PROBLEMS TO SOLVE
a. Answer these questions on the forum thread about cycling:
(i) In which city do drivers overtake the first poster dangerously?
(ii) What percentage of people cycling does the first poster say also pay motor tax?
(iii) Whom did Páid email about the section of the rules of the road?
b. From the forum thread about cycling, write out the passage between "You might want" and "up the road.", inclusive, changing "Dublin" to "Galway".

PAGE
You might want to re-title the thread. Your true colours in relation to people cycling is now showing through.
How much time do you think you that woman who obviously drove too close for comfort to the cyclists actually saved whilst endangering others?
If I wasn't so annoyed, I'd actually laugh at the people driving who must overtake me in Dublin city in a dangerous fashion only to see me cycling by a few hundred metres up the road.
It's been pointed out to you a few times that Greenways aren't always suitable for groups out on a spin, yet you keep saying cyclist should use them rather than a road.
You also use the tired motor tax canard, you can bet that 95% of the people cycling also pay motor tax.
Where was the common sense of the motorist?


----------



## Páid (11 Apr 2017)

thedaddyman said:


> Worth noting what the actual rules of the road state
> 
> _<snipped>_
> 
> ...



That section of the RotR is not correct. I have emailed the RSA about it.

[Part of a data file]
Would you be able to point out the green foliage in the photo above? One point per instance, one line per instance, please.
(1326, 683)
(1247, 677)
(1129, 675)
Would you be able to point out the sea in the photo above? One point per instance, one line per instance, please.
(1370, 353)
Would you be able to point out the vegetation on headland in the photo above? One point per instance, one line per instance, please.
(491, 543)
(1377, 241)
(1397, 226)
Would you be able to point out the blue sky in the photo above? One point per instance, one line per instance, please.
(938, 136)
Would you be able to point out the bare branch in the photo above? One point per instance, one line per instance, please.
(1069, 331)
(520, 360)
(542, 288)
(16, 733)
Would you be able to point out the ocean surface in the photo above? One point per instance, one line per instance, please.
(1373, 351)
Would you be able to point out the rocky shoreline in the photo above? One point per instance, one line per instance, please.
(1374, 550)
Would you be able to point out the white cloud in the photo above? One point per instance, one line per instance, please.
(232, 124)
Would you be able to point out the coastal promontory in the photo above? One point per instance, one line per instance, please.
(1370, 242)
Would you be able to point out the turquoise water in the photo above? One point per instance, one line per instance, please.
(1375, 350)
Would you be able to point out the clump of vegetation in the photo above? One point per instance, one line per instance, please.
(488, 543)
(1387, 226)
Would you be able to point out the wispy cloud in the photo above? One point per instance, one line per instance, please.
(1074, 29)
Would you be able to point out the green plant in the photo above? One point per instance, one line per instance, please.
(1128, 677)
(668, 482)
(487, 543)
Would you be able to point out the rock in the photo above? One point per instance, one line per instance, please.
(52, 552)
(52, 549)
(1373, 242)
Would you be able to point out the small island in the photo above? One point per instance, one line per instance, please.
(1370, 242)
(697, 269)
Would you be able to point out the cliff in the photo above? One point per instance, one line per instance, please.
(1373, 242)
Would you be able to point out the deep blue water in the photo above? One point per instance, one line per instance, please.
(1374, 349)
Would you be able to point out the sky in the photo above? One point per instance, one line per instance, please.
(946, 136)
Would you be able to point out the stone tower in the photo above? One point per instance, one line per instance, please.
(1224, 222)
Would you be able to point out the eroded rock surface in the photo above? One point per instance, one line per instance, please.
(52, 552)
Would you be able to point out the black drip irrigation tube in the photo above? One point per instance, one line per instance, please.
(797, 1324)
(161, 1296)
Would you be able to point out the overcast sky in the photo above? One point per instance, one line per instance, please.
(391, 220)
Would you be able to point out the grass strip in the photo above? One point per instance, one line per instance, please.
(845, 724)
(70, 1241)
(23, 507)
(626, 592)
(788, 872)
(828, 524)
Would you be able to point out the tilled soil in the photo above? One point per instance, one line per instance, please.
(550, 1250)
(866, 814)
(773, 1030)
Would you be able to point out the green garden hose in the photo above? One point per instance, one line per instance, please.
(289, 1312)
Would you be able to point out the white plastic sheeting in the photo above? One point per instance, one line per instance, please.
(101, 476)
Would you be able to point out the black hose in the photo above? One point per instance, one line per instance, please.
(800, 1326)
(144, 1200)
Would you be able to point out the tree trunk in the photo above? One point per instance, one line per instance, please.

ANSWER SET
a.
(i) Dublin
(ii) 95%
(iii) The RSA

b.
You might want to re-title the thread. Your true colours in relation to people cycling is now showing through.
How much time do you think you that woman who obviously drove too close for comfort to the cyclists actually saved whilst endangering others?
If I wasn't so annoyed, I'd actually laugh at the people driving who must overtake me in Galway city in a dangerous fashion only to see me cycling by a few hundred metres up the road.